_The problem_.
The line containing "Question. For every instance of the pale" and every line after it, through the last, are to be extracted exactly; no other lines belong in the answer.

[Dataset records about object locations]
## Start

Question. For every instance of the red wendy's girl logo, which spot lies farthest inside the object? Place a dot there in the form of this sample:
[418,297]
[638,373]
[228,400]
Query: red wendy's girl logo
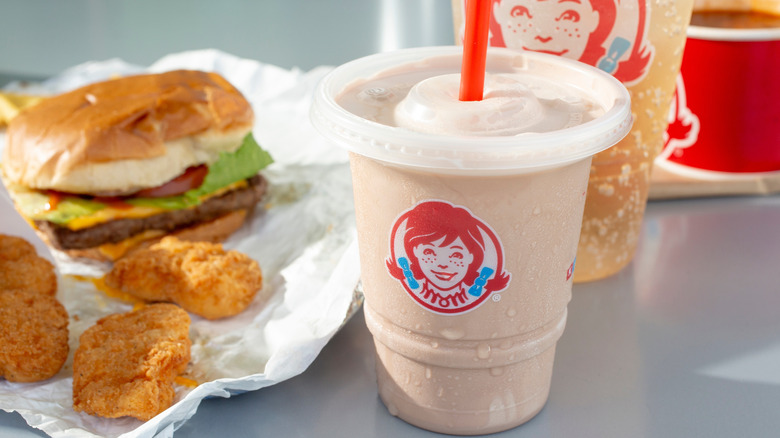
[447,259]
[609,34]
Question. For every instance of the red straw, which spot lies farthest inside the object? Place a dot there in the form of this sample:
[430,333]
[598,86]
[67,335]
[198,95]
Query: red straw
[475,41]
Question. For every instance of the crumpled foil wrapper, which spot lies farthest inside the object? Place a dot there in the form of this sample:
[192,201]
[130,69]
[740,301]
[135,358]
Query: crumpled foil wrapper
[303,238]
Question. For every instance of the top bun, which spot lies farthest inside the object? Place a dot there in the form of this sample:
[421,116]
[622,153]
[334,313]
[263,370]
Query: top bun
[126,134]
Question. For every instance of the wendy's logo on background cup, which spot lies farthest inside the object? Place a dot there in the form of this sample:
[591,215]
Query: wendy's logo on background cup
[448,260]
[683,129]
[608,34]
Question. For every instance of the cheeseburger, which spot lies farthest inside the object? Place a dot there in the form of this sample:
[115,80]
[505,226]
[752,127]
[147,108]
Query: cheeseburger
[108,166]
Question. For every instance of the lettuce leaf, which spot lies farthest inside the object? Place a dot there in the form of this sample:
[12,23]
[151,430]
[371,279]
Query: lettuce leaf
[228,169]
[245,162]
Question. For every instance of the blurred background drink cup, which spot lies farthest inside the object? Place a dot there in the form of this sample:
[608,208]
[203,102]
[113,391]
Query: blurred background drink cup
[468,224]
[639,42]
[725,117]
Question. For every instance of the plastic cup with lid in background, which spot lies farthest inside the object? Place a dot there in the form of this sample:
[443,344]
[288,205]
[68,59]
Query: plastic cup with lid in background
[639,42]
[468,219]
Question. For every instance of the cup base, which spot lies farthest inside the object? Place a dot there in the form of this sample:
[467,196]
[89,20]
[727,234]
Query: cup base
[463,401]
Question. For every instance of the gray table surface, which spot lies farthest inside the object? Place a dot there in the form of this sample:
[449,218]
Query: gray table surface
[685,342]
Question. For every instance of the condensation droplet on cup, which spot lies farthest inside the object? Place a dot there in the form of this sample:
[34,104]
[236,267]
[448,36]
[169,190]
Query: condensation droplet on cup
[376,94]
[392,409]
[606,189]
[453,334]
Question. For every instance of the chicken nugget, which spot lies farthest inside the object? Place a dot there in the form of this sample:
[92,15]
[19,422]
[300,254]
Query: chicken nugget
[201,277]
[125,364]
[33,335]
[22,268]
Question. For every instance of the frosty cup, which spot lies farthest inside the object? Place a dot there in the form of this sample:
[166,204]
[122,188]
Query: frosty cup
[468,215]
[639,42]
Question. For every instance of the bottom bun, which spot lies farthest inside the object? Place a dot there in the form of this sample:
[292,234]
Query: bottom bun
[216,230]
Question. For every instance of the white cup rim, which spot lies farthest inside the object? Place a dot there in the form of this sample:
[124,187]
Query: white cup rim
[725,34]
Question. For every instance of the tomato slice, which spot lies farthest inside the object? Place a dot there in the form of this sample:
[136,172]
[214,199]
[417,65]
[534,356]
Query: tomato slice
[192,178]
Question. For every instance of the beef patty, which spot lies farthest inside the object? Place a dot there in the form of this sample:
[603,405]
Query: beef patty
[118,230]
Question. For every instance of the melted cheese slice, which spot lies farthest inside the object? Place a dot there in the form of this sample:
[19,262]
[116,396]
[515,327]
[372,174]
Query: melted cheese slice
[136,212]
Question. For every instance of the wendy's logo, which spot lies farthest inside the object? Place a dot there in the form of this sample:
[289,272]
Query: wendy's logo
[608,34]
[447,259]
[684,125]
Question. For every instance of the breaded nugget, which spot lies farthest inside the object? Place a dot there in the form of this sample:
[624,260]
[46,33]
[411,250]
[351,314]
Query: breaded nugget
[126,363]
[33,335]
[22,268]
[201,277]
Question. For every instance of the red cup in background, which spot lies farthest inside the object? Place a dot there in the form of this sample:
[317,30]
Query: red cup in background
[725,116]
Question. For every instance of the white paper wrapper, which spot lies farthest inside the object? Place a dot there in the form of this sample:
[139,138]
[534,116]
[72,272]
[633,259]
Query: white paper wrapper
[304,241]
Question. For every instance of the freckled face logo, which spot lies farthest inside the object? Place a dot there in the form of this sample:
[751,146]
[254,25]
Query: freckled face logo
[448,260]
[609,34]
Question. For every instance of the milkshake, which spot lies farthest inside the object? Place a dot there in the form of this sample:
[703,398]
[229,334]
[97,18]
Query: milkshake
[639,42]
[468,217]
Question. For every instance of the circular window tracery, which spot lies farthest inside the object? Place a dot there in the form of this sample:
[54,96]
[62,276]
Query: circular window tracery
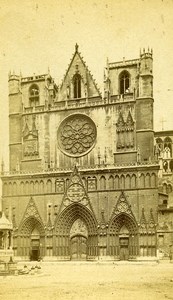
[76,135]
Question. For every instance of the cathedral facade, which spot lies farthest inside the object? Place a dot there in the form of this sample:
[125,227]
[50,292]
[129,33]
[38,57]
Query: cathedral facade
[83,179]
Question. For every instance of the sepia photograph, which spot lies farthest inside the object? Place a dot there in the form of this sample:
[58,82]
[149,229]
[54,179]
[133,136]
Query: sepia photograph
[86,149]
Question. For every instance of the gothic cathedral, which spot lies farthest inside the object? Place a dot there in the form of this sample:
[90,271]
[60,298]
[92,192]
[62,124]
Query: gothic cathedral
[83,176]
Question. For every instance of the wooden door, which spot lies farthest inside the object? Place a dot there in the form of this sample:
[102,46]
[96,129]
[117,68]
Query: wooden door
[78,247]
[124,248]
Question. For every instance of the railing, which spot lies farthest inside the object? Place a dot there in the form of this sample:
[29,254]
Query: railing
[82,168]
[77,103]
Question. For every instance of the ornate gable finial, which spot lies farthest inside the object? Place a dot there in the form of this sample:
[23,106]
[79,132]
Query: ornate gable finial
[76,47]
[49,223]
[122,206]
[75,191]
[143,222]
[151,222]
[129,121]
[120,121]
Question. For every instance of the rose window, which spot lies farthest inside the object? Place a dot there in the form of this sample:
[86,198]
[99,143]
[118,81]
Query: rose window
[76,135]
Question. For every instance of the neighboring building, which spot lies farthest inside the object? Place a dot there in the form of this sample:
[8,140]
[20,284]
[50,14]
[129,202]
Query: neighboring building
[83,180]
[164,153]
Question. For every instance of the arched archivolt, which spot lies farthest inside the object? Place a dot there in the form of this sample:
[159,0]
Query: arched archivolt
[123,237]
[30,242]
[29,224]
[68,216]
[123,219]
[63,225]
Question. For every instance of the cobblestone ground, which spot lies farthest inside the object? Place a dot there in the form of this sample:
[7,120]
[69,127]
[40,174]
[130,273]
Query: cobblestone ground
[96,281]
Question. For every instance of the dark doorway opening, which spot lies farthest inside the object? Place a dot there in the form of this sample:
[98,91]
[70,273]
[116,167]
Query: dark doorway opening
[124,248]
[78,247]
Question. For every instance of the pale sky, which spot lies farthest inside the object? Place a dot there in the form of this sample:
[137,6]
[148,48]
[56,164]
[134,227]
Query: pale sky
[35,35]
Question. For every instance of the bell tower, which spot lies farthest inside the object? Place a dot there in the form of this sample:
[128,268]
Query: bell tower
[144,106]
[15,115]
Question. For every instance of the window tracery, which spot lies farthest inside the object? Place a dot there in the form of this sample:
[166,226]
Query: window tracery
[125,132]
[77,86]
[124,82]
[76,135]
[34,95]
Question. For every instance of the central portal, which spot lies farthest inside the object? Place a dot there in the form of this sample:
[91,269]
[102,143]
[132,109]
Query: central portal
[124,248]
[78,247]
[78,240]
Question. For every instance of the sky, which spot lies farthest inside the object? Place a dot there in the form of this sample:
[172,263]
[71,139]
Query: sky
[37,35]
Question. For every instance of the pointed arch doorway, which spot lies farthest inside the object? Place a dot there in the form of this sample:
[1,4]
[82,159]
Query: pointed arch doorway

## End

_Solved exercise_.
Question. For every instance of the pale sky, which spot lies farthest inside the object? Place a dot there in the form of this sample:
[137,6]
[148,48]
[56,164]
[134,227]
Query: pale sky
[35,35]
Question. For every instance of the bell tower, which spot lies farthest inside the object? Place a dot there in the form of this sample:
[128,268]
Query: bell tower
[144,106]
[15,115]
Question. For every instance of the window tracery, which spot lies farthest inside the object? Place a dot there in the form of this sample:
[166,226]
Query: window tracery
[125,132]
[77,86]
[124,82]
[76,135]
[34,95]
Question. For every instance of the central portal, which spot lies farthest inside the object? Place a dot there in the form of this sample:
[91,269]
[102,143]
[132,109]
Query: central portal
[124,248]
[78,247]
[78,240]
Question. For every instance of the sky, which spot lies farthest inside the object? Place a dot there in the form of this sample:
[172,263]
[71,139]
Query: sky
[37,35]
Question. For every instance of the pointed arch doorway, which spot lies farthest inside the object? Place a dot there in the form of this sample:
[1,4]
[82,159]
Query: pointed arch doorway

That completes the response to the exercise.